Affaire Vigano: l'Eglise américaine au bord du schisme?

Mgr Carlo Maria Vigano, qui accuse le pape François d’avoir couvert des abus sexuels, a été soutenu par plusieurs évêques des Etats-Unis. Le symptôme d’un «schisme à l’état latent» au sein de l’Eglise américaine, estime Massimo Faggioli, professeur d’Etudes religieuses à l’Université de Villanova (Etats-Unis).

Les fidèles du diocèse de Tyler, au Texas, ont pu entendre les thèses de Mgr Vigano de la bouche même des prêtres, lors des messes, le 26 août 2018. L’ancien nonce apostolique avait, la veille, produit un texte de 11 pages, publié par plusieurs médias catholiques conservateurs aux Etats-Unis, dans lequel il accuse principalement le pape François d’avoir passé sous silence les agissements pédophiles de Mgr Theodore McCarrick, ancien archevêque de Washington. L’évêque de Tyler, Mgr Joseph Strickland, a demandé que le pamphlet soit lu lors des célébrations dominicales. Il a auparavant affirmé que les affirmations de Mgr Vigano étaient «crédibles».

Attaque sans précédent contre le pape

D’autres évêques du pays se sont fendus de telles déclarations, rejoignant ainsi clairement le camp du soutien à l’accusateur du pape François. Un phénomène «sans précédent» selon Massimo Faggioli, joint par téléphone aux Etats-Unis. «Des évêques prenant ouvertement parti contre le pape. Je pense qu’il y a encore cinq ans en arrière, une telle chose aurait été inimaginable.»

+ + + +

Description de l'exercice. Relevez toutes les personnes désignées par leur nom dans le texte sur l'affaire Vigano.

Données fournies.
+ + + +

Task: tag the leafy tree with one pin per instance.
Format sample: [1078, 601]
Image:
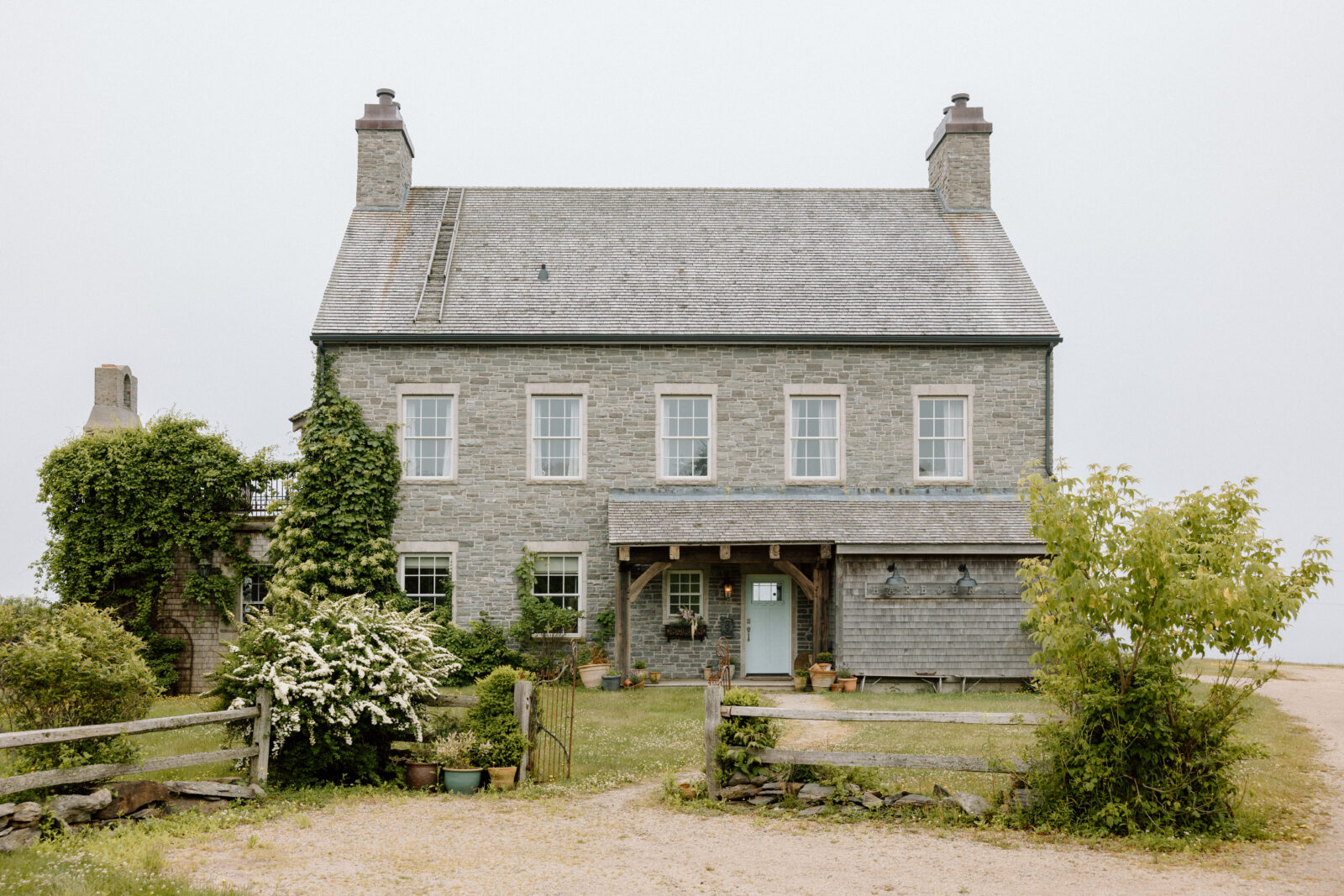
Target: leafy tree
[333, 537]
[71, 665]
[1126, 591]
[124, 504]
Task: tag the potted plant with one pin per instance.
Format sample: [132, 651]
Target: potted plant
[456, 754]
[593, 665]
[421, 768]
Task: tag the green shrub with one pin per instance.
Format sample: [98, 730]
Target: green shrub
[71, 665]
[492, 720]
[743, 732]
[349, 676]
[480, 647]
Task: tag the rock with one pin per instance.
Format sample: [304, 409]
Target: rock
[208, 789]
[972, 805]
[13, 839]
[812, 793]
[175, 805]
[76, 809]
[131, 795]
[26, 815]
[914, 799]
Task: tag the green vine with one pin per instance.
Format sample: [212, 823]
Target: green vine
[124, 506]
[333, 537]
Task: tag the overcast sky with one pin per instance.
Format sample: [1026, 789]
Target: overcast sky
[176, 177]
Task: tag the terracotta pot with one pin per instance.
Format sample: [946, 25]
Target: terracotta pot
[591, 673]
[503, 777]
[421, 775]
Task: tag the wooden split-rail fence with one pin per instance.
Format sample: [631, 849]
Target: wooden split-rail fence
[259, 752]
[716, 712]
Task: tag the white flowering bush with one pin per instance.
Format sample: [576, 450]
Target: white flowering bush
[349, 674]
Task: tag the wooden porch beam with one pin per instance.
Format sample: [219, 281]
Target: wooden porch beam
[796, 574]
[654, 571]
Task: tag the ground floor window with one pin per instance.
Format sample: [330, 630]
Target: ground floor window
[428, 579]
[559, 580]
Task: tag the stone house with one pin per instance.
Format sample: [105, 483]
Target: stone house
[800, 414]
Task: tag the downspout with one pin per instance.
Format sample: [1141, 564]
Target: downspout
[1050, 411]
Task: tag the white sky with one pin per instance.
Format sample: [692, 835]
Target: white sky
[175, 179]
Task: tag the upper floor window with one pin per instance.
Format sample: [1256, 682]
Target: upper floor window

+ + + +

Réponse correcte. Mgr Carlo Maria Vigano ; le pape François ; Massimo Faggioli ; Mgr Theodore McCarrick ; Mgr Joseph Strickland.